[SET OF TASKS]
A - In the passage on backups, reproduce the text starting with "The zeroth rule, which" and going on through "use any PC.)", replacing "plan" with "procedure" wherever it occurs.
B - Extend the passage on backups and raid with new text that follows on from its final sentence.

[GIVEN TEXT]
* Begin *

The zeroth rule, which is often forgotten (until you learn the hard
way!), is "thou shalt make a plan for restoring from backups, test that
plan, document that plan, and find a way to ensure that all backups are
tested and restoreable in this way". /Then/ you can start making your
actual backups!

And the second rule is "thou shalt make backups of your backups",
followed by "thou shalt have backups of critical hardware". (That's
another bonus of software raid - if your hardware raid card dies, you
may have to replace it with exactly the same type of card to get your
raid working again - with mdadm raid, you can use any PC.)



>>>> [...] a host CPU is perfectly capable of splitting a stripe
>>>> into its blocks in a fraction of a microsecond. It is also much
>>>> faster at doing the parity calculations - the host CPU typically
>>>> runs at least ten times as fast as the CPU or ASIC on the raid card.

* End *

[RECORDED DATA]
* Begin *

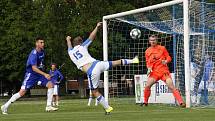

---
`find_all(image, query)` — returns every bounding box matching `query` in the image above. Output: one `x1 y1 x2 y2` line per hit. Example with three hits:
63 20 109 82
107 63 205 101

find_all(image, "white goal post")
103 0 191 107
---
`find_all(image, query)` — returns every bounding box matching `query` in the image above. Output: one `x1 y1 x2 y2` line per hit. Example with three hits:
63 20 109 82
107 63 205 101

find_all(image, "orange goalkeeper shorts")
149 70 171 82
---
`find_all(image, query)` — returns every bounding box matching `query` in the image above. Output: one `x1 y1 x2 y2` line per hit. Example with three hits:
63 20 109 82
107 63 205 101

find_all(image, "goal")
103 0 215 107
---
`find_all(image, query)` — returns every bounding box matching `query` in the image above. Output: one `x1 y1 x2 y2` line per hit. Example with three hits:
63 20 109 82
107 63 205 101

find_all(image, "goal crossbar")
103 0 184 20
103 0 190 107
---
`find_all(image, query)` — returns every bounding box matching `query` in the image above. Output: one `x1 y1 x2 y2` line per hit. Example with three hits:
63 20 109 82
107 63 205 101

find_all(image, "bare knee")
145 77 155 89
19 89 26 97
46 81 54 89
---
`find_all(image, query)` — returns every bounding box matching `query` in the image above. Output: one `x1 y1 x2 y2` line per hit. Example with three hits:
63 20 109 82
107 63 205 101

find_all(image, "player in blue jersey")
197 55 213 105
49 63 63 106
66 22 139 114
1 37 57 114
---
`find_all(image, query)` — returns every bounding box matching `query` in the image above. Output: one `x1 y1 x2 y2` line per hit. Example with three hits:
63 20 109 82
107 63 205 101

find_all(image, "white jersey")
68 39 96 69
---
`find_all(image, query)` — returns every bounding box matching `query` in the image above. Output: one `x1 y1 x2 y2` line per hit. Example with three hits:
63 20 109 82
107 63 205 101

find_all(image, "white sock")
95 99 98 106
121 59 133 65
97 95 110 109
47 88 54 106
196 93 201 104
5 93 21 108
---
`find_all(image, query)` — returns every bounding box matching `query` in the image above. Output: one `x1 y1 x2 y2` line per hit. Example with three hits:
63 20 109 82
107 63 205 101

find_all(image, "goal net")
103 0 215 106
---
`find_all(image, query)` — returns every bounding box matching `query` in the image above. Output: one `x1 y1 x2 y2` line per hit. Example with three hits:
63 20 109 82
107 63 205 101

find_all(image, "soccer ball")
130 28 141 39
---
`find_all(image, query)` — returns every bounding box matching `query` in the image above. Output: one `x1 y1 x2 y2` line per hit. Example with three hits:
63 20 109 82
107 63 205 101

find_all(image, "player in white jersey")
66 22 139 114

* End *
* Begin *

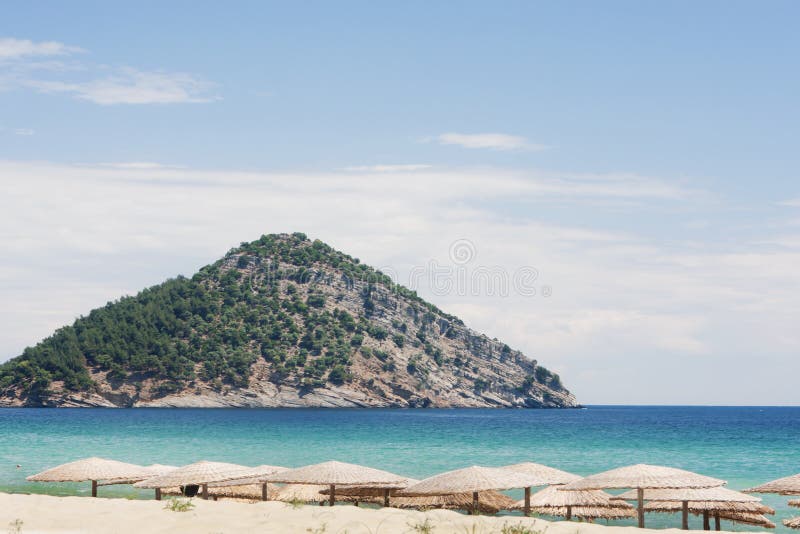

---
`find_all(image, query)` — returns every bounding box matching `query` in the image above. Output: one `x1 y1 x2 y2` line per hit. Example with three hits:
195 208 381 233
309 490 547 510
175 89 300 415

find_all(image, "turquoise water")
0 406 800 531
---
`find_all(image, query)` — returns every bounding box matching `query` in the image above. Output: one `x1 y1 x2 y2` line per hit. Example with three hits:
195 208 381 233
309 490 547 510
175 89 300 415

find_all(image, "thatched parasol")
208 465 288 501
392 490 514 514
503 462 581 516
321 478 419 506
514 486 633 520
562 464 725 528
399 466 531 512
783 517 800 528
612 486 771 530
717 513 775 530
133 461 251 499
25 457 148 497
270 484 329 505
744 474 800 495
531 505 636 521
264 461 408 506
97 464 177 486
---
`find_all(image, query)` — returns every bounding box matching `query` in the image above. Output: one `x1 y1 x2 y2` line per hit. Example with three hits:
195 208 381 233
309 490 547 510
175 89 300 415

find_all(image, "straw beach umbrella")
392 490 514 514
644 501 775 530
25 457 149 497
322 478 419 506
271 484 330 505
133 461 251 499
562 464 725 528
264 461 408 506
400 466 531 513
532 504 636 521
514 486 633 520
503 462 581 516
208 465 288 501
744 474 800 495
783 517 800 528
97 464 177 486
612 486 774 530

* End *
* Begin *

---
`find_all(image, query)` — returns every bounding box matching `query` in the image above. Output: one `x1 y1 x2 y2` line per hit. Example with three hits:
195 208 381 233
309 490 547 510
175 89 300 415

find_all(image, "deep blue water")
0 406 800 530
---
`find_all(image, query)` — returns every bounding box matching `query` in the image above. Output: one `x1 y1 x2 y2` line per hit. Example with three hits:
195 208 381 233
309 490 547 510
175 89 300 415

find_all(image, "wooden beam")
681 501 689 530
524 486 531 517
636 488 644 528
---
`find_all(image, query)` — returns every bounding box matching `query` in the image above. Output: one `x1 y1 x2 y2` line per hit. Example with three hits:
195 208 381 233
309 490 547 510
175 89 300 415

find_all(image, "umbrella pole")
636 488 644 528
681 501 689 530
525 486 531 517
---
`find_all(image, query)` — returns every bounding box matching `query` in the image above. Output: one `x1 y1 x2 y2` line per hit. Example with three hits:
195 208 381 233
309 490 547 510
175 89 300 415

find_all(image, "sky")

* End *

[ANSWERS PROVIDED]
A -
The zeroth rule, which is often forgotten (until you learn the hard
way!), is "thou shalt make a procedure for restoring from backups, test that
procedure, document that procedure, and find a way to ensure that all backups are
tested and restoreable in this way". /Then/ you can start making your
actual backups!

And the second rule is "thou shalt make backups of your backups",
followed by "thou shalt have backups of critical hardware". (That's
another bonus of software raid - if your hardware raid card dies, you
may have to replace it with exactly the same type of card to get your
raid working again - with mdadm raid, you can use any PC.)

B -
>>> Yes, but the host CPU also has other things to take care off, while
>>> the CPU or ASIC on a RAID controller is dedicated to just that one
>>> task.
>> That's true, but not really relevant for modern CPUs - when you've got
>> 4 or 8 cores running at ten times the speed of the raid controller's
>> chip, you are not talking about a significant load.
>
> Well, 8 cores might be a bit of a stretch, and not everyone has quadcore
> CPUs yet, either. My Big Machine for instance has two dualcore
> Opterons in it, so that makes for four cores in total. (The machine
> also has a SAS/SATA RAID controller, so the RAID discussion is moot
> here, but I'm just mentioning it.)
>
> Another thing which must not be overlooked is that the CPU or ASIC on a
> hardware RAID controller is typically a RISC chip, and so comparing
> clock speeds would not really give an accurate impression of its
> performance versus a mainboard processor chip. For instance, a MIPS or
> Alpha processor running at 800 MHz still outperforms most (single core)
> 2+ GHz processors.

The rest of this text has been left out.